**What to do**
What follows is a set of records; repeat all of them exactly.

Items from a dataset
────────

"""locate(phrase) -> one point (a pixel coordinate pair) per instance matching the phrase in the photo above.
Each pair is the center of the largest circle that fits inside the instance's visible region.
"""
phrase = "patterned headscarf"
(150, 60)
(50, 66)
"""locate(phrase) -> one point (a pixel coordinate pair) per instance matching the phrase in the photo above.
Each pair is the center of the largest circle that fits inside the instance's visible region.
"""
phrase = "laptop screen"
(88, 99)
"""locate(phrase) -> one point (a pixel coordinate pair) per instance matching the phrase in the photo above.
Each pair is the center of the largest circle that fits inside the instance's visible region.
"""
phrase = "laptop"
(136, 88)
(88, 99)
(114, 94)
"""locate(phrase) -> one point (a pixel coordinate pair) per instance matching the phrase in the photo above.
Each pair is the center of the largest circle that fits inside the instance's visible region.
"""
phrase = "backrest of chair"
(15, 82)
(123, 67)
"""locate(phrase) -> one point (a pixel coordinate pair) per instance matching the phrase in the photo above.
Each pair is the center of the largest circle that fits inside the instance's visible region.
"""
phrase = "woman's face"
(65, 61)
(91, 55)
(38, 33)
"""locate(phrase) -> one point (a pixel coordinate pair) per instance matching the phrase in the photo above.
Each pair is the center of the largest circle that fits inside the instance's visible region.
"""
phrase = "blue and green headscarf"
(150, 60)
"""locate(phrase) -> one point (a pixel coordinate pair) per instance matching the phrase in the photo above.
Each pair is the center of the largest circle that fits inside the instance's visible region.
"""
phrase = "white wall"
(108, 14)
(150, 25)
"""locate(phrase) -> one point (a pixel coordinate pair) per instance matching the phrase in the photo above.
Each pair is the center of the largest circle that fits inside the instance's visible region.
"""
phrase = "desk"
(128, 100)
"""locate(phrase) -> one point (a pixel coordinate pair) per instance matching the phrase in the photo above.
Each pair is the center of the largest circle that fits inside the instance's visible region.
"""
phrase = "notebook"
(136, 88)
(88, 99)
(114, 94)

────────

**Solution**
"""locate(phrase) -> one point (a pixel coordinate pair) per instance matching the phrase in the photo above.
Each pair is the center of the largest circle that fits inside the instance's visible region.
"""
phrase = "patterned headscarf"
(150, 60)
(50, 66)
"""locate(phrase) -> one point (a pixel coordinate pair) per instance matching the phrase in the photo above.
Each pair is the center of the largest circle that fits inside the instance's visible region.
"""
phrase = "laptop screen"
(88, 99)
"""locate(phrase) -> one point (a pixel coordinate pair) per instance matching the phrase in the photo above.
Each pair is the center of the largest circle that fits inside the instance's visible region.
"""
phrase = "laptop"
(136, 88)
(88, 99)
(114, 94)
"""locate(phrase) -> one point (a pixel coordinate pair) per instance matching the phrase in the photo above.
Each pair is the center of the largest circle that fits inside the instance's visible region.
"""
phrase = "backrest of chair"
(15, 82)
(123, 67)
"""locate(phrase) -> one point (a pixel coordinate pair) per instance matching the phrase in the photo above.
Each pair is the center of the largest circle that fits inside the instance's visible region.
"""
phrase = "woman's face"
(65, 61)
(91, 55)
(38, 33)
"""locate(phrase) -> one point (a pixel coordinate pair) per instance matching the phrase in the photo above.
Each pair is the center of the largest circle that fits inside the instance's visible region.
"""
phrase = "blue and green headscarf"
(150, 60)
"""locate(phrase) -> one point (a pixel coordinate pair) per instance matching the phrase in the photo above.
Each pair is the center of the largest circle that fits inside the instance's visible region.
"""
phrase = "white wall"
(108, 14)
(150, 25)
"""locate(phrase) -> one point (a pixel coordinate pair) per instance matching the phrase in the photo above.
Each pair is the center of the largest circle that fits inside the instance's visible region.
"""
phrase = "desk"
(128, 100)
"""locate(phrase) -> one point (a pixel coordinate pair) per instance matching the phrase in the photo above.
Each pair is the center of the largest circle that fits inside the instance's visible region.
"""
phrase = "notebook"
(136, 88)
(88, 99)
(114, 94)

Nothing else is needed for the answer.